All lines from the one with "[(184, 626), (436, 139)]" through the last are to be given again exactly as they stand in the data below, and only those.
[Record extracts — start]
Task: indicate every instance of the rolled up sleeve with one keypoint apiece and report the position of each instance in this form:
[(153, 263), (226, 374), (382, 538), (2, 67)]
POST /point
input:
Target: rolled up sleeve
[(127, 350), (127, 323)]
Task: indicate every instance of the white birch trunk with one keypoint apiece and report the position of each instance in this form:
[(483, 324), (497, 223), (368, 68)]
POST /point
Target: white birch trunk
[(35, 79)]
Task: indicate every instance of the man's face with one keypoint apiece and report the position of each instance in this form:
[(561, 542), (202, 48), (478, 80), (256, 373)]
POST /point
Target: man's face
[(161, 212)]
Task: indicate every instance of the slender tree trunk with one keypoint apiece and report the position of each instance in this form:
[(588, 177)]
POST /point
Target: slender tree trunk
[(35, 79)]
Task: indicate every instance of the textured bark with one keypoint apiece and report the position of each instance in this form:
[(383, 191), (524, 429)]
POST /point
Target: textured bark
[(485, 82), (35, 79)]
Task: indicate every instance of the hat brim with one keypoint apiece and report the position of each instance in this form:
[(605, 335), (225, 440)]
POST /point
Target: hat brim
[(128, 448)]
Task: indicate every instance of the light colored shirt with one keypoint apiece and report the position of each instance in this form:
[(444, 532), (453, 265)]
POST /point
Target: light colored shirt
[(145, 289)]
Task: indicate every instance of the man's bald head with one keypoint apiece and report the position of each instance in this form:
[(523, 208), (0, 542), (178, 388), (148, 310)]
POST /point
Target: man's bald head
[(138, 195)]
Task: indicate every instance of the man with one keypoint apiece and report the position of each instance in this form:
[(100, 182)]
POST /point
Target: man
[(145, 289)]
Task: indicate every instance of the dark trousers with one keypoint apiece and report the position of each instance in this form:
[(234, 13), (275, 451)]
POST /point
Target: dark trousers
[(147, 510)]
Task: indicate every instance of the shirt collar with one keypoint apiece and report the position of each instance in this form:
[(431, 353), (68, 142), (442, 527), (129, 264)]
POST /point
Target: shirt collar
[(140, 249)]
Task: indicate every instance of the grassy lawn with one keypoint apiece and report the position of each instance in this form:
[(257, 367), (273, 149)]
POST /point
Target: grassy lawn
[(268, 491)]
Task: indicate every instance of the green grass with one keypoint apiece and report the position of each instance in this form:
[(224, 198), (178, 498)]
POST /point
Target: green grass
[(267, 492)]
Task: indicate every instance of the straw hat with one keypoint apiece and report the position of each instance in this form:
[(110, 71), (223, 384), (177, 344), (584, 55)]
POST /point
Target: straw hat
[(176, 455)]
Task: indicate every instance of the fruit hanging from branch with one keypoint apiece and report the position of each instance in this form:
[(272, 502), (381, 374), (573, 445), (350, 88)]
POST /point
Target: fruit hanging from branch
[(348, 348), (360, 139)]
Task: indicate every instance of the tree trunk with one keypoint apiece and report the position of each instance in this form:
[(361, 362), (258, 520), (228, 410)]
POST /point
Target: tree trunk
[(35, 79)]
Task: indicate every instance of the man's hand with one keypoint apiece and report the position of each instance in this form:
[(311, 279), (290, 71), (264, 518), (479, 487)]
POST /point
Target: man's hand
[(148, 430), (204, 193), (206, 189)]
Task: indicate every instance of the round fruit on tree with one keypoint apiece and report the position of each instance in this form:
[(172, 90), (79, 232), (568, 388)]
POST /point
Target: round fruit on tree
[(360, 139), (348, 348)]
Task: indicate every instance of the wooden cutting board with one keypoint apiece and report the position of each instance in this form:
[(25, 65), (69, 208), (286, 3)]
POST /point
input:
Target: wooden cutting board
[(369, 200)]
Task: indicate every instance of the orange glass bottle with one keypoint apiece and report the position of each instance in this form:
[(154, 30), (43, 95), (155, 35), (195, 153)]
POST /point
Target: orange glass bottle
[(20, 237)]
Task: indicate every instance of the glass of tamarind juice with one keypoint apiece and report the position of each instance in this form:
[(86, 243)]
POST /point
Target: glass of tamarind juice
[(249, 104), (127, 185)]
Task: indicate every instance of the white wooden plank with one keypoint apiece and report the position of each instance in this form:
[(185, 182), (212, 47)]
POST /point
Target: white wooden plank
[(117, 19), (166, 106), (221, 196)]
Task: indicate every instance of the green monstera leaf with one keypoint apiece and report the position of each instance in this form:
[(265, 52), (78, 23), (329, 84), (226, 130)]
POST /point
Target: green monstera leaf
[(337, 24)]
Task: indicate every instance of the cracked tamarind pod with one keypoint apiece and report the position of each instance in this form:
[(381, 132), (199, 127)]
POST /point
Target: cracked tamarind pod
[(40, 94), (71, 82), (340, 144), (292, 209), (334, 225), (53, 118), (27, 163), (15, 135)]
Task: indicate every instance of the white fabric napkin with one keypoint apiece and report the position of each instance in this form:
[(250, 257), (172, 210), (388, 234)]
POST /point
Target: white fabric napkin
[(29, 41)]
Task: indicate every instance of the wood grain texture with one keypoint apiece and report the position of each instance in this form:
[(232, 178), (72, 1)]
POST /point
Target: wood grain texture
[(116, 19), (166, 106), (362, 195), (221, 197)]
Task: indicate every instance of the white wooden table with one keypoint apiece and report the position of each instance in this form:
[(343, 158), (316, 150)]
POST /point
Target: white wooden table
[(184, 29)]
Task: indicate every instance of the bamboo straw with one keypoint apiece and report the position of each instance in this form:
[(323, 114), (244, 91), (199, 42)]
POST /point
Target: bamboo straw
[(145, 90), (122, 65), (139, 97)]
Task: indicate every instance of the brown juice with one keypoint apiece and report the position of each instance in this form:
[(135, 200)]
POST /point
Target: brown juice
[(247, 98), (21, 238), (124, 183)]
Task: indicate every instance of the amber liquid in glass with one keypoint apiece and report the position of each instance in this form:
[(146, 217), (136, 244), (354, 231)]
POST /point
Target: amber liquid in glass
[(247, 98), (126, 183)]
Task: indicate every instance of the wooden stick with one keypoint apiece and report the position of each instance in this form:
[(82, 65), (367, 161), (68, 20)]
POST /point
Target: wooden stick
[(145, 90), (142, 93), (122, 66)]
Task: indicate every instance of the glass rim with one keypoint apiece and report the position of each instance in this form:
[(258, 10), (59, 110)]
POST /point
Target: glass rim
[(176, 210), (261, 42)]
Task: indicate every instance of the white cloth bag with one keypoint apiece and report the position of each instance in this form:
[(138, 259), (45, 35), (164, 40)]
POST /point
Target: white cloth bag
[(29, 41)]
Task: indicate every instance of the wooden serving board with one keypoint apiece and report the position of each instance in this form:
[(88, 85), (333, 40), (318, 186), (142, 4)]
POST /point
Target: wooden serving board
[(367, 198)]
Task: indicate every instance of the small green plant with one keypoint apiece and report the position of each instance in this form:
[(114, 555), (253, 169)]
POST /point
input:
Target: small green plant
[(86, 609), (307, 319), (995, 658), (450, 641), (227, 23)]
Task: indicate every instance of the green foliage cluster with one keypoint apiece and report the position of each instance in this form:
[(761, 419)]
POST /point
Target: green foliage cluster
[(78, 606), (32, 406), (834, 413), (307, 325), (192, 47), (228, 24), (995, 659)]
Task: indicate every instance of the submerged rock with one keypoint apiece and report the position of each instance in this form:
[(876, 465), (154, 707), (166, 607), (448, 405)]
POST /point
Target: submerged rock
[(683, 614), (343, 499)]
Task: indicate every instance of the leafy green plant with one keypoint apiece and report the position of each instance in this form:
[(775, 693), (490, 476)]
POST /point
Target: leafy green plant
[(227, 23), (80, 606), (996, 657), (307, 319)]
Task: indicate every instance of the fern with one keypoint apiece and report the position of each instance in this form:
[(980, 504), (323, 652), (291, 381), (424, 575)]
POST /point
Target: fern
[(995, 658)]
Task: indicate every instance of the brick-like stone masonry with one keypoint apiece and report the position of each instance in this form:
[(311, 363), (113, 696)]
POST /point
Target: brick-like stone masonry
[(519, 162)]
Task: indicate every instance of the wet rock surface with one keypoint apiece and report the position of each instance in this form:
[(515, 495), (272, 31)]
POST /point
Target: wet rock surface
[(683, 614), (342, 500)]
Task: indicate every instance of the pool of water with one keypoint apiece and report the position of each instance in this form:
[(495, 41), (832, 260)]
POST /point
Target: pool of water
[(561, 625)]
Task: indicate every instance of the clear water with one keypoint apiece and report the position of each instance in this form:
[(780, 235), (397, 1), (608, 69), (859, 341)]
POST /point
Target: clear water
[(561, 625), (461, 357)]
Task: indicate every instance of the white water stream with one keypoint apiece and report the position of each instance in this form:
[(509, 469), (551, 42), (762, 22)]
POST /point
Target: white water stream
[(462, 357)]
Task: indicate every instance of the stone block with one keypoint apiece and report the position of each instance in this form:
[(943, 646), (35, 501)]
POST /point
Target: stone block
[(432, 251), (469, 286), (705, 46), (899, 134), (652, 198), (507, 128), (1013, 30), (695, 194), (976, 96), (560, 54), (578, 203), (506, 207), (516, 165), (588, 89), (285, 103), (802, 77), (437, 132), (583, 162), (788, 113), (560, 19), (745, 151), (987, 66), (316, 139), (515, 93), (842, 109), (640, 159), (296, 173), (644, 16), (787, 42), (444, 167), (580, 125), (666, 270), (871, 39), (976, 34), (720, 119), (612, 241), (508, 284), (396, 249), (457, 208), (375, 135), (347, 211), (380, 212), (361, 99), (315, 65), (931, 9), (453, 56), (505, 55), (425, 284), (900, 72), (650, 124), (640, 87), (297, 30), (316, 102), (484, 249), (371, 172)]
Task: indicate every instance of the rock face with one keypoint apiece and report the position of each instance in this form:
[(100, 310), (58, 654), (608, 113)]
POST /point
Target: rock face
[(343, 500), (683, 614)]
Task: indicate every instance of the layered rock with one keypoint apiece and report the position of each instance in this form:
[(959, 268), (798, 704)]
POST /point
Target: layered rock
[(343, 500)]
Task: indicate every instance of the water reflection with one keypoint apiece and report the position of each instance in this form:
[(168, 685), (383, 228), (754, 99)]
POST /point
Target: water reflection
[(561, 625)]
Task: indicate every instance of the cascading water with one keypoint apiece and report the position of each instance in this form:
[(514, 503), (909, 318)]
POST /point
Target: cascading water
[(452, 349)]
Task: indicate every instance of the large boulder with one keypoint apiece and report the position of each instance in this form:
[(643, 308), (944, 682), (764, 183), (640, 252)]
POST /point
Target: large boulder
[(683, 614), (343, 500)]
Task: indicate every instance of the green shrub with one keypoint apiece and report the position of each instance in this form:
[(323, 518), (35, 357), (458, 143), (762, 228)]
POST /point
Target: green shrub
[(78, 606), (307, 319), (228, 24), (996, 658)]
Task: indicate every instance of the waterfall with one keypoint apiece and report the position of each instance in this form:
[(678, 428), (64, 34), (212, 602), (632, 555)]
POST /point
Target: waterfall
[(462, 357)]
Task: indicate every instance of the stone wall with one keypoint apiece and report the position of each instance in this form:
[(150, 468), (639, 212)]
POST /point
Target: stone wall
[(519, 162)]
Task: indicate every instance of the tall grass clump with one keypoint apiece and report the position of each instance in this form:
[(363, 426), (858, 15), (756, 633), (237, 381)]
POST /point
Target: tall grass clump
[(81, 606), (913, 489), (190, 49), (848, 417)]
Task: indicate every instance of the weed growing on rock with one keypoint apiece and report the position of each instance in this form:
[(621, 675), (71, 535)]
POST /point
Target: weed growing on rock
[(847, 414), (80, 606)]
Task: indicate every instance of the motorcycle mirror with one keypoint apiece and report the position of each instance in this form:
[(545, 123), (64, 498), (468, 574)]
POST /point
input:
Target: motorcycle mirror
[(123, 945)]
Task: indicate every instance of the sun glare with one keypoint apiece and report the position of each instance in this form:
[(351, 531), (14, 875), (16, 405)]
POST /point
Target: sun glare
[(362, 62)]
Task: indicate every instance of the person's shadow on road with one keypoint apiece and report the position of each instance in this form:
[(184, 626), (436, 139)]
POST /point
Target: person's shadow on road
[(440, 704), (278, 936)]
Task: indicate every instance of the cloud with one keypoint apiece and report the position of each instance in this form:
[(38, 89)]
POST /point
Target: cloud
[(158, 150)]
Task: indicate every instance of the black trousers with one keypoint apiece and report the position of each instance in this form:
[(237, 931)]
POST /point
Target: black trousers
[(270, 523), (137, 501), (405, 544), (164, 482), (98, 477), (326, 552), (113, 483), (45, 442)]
[Record extracts — finish]
## Task output
[(184, 626), (436, 139)]
POST /point
Target: person's shadow on road
[(440, 704), (278, 936)]
Task: indicate every instance of the cloud with one keypoint apiece and report the position of each instance in this form:
[(38, 89)]
POST /point
Target: cloud
[(158, 150)]
Task: indicate every instance of the black trousers with one keypoint apiece and report the position of each instance in this form:
[(237, 931)]
POST /point
Target: black trousers
[(270, 523), (137, 501), (405, 544), (164, 482), (98, 477), (326, 552), (113, 483), (45, 442)]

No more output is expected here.